■ ENTRIES PROVIDED:
************

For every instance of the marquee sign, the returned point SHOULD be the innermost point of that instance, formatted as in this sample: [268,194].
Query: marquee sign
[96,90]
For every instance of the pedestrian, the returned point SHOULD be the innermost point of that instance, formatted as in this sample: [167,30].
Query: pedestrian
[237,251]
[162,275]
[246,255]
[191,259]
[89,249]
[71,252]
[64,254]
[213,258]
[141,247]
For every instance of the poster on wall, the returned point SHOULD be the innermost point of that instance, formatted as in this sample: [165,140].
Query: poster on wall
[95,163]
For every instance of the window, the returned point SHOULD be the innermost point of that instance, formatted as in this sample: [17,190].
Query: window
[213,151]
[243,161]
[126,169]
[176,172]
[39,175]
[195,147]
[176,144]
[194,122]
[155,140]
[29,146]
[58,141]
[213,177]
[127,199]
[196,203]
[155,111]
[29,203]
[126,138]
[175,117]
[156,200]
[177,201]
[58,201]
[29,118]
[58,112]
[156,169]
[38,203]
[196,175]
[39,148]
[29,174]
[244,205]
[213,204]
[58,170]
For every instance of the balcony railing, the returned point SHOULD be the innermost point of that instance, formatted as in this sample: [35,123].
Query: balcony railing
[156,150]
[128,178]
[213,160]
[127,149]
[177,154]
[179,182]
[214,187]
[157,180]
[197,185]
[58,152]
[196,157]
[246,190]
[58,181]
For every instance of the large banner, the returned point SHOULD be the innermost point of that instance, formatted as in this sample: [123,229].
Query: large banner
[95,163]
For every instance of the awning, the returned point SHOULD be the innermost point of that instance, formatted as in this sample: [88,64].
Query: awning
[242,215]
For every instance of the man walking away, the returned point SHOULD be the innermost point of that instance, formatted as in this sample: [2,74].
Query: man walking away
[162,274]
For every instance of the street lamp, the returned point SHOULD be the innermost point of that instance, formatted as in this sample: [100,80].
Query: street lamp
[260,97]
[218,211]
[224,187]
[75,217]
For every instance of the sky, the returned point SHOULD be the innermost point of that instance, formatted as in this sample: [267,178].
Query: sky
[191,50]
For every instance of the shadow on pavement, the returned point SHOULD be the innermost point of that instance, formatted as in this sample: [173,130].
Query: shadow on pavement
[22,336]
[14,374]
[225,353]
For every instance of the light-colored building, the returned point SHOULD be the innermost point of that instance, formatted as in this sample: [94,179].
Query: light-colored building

************

■ TASK INSTRUCTIONS: Quote each item above in full, line by line and without changing a single character.

■ SOLUTION TO THIS EXERCISE:
For every instance of the marquee sign, the returned point SHOULD be the innermost point of that instance, formatted as in this sample: [268,194].
Query: marquee sign
[96,90]
For every instance of the pedestrian, the returned point SHOULD be the innermost point of that instance, formatted as in this sample: [167,30].
Query: pedestrian
[237,251]
[162,275]
[246,255]
[191,259]
[89,249]
[71,252]
[64,254]
[213,258]
[141,247]
For every instance of the poster on wall, the returned point SHOULD be the innermost point of that instance, formatted as in this sample: [165,140].
Query: poster on wall
[95,163]
For every instance of the window, the returned point SHOULD be the innermost point of that instance, formatted as in this sample: [17,190].
Query: window
[213,151]
[243,161]
[126,169]
[176,172]
[39,175]
[195,147]
[176,144]
[194,122]
[155,140]
[29,146]
[58,141]
[213,177]
[127,199]
[196,203]
[155,111]
[29,203]
[126,138]
[175,117]
[156,200]
[177,201]
[58,201]
[29,118]
[58,112]
[156,169]
[38,203]
[196,175]
[39,148]
[29,174]
[244,205]
[213,204]
[58,170]
For every instance of the balcony railing, the returned point SHOULD be the innermost point of that instance, formatted as in this sample: [35,123].
Query: balcony railing
[156,150]
[128,178]
[213,160]
[127,149]
[177,154]
[179,182]
[214,187]
[157,180]
[197,185]
[58,152]
[196,157]
[246,190]
[58,181]
For every instance of the large banner, the returned point SHOULD be the innermost point of that instance, formatted as in this sample: [123,229].
Query: large banner
[95,163]
For every instance of the awning, the returned point SHOULD be the innermost point of that instance, formatted as in this sample: [88,64].
Query: awning
[242,215]
For every instance of the man walking away, the returned point SHOULD be the innermost point of that instance, formatted as in this sample: [2,74].
Query: man walking away
[162,274]
For every instance of the street lamp, the returned point SHOULD be the innermost point of that instance, formatted as in this sample: [100,80].
Query: street lamp
[260,97]
[218,211]
[224,187]
[75,217]
For every instance of the sky, the returned point SHOULD be the innermost point of that instance, formatted as in this sample: [267,178].
Query: sky
[191,50]
For every instance of the shadow on pavement, the returned point SHOULD be the innermost point of that instance, formatted as in this sample: [173,130].
Query: shadow on pavement
[22,336]
[14,374]
[225,353]
For every instance of the light-colored building, the returned point SHOULD be the innermost point of that instance, formatted as in this sample: [94,179].
Query: light-colored building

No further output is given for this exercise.